*SOURCE EXTRACT*.
------
We cannot allow the risk that the Ministry’s decision presents

Dear Editor,

It is heartening to see parents beginning to speak out against the Ministry of Education’s unfortunate and brash decision to hold examinations from early in July 2020 as Guyana struggles to contain the COVID-19 pandemic. I encourage other parents to continue to make their concerns heard loudly for it is the health and safety of our families that are at stake.

The Sunday Stabroek editorial of 7th June, 2020 was an insightful one that correctly identified an issue at the heart of this debacle: the possibility of the families of both students and teachers being infected with the COVID- 19 virus as a result of the untimely re-opening of school for examination level students and the sitting of examinations. It is a risk that is too great for our nation to take.
------
*STUDY MATERIAL*.
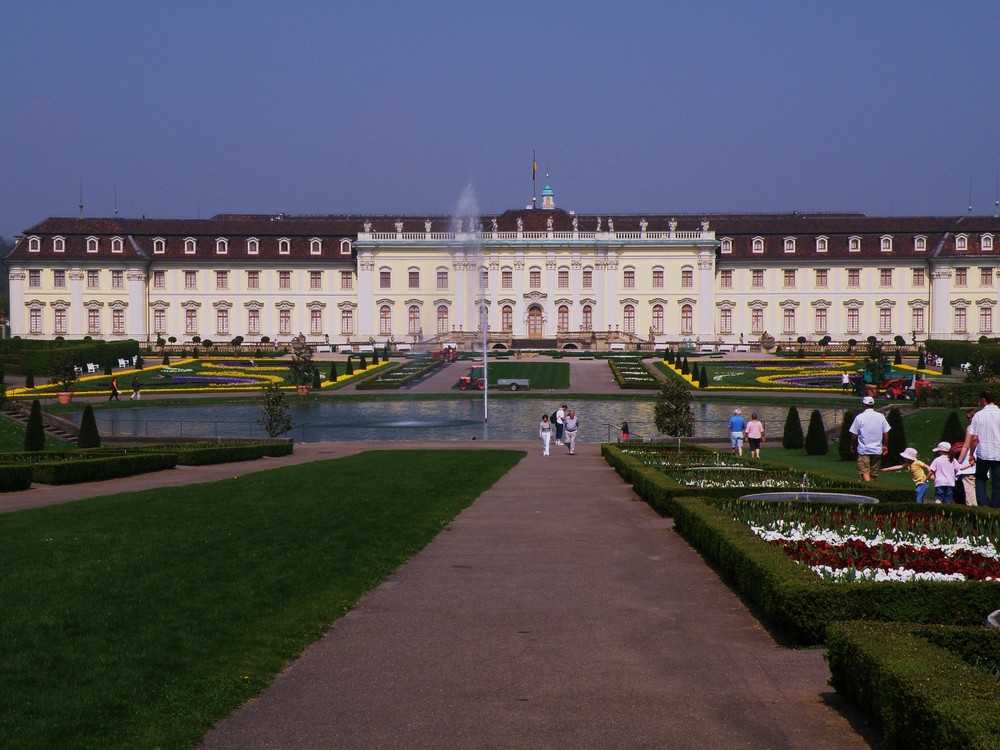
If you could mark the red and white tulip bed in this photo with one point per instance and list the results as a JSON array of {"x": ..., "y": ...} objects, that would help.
[{"x": 852, "y": 545}]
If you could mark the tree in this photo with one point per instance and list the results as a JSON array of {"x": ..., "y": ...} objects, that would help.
[
  {"x": 844, "y": 441},
  {"x": 896, "y": 443},
  {"x": 672, "y": 412},
  {"x": 791, "y": 436},
  {"x": 952, "y": 431},
  {"x": 34, "y": 432},
  {"x": 89, "y": 436},
  {"x": 816, "y": 443},
  {"x": 274, "y": 416}
]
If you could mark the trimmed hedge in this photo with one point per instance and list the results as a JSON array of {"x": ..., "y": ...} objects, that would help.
[
  {"x": 15, "y": 478},
  {"x": 917, "y": 682},
  {"x": 96, "y": 469},
  {"x": 789, "y": 597}
]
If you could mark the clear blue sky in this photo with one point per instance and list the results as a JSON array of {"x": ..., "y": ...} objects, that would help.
[{"x": 198, "y": 108}]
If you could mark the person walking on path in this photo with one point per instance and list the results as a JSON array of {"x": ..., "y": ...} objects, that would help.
[
  {"x": 545, "y": 433},
  {"x": 942, "y": 473},
  {"x": 736, "y": 426},
  {"x": 755, "y": 435},
  {"x": 560, "y": 418},
  {"x": 569, "y": 431},
  {"x": 982, "y": 440},
  {"x": 918, "y": 471},
  {"x": 869, "y": 432}
]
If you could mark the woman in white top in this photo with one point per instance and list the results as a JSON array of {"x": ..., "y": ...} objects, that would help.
[{"x": 545, "y": 433}]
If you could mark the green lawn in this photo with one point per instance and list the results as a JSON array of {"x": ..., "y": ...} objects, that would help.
[{"x": 139, "y": 620}]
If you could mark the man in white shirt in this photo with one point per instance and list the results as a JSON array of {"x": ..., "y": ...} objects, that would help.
[
  {"x": 869, "y": 433},
  {"x": 982, "y": 440}
]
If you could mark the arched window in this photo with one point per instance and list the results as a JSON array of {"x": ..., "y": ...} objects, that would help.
[
  {"x": 507, "y": 318},
  {"x": 657, "y": 319}
]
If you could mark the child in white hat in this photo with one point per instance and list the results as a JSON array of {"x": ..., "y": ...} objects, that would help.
[
  {"x": 917, "y": 468},
  {"x": 943, "y": 470}
]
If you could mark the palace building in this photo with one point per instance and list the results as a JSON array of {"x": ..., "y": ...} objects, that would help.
[{"x": 542, "y": 277}]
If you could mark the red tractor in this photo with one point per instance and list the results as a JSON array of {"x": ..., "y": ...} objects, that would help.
[{"x": 473, "y": 378}]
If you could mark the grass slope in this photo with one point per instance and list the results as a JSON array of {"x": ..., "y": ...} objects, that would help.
[{"x": 139, "y": 620}]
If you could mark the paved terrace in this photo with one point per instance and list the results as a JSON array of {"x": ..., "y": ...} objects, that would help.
[{"x": 556, "y": 612}]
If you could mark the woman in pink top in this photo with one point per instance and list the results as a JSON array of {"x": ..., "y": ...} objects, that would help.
[{"x": 755, "y": 435}]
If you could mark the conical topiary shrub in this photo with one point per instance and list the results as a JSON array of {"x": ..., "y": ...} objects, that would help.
------
*ABOUT THIS TASK*. Continue the letter to the editor about the Ministry of Education's plan to hold July examinations during the COVID-19 pandemic, starting right after its last sentence.

*RESPONSE AREA*.
For the National Grade Six Assessment (NGSA) examination, which my 11-year-old daughter is scheduled to write, the editorial also presented a sensible and practical solution. It is for the Ministry of Education to delay the sitting of the examination to a time when it is safer but which would still allow for schools to be reopened before January 2021. This may be achieved, as the editorial suggests, by working through the holidays and finding ways to speed up the marking of the Grade Six Assessment. I believe this is a practical solution that would address the concerns of students, teachers, parents and the Ministry of Education. It is my sincere hope that the Ministry would pursue this option.

We now live in an extraordinary time when a CNN report of 5th June, 2020 reminds us that “new cases of the novel coronavirus are rising faster than ever worldwide, at a rate of more than 100,000 a day over a seven-day average.” Our neighbouring Brazil has recorded the astoundingly grim figure of over 36,000 COVID-19 related deaths! We cannot allow the risk that the Ministry’s decision presents. In these extraordinary times, the Ministry must take a different approach.

If the Ministry does not listen to the pleas of parents, then we must consider taking legal action to stop the Ministry from exposing our children and teachers to this deadly virus.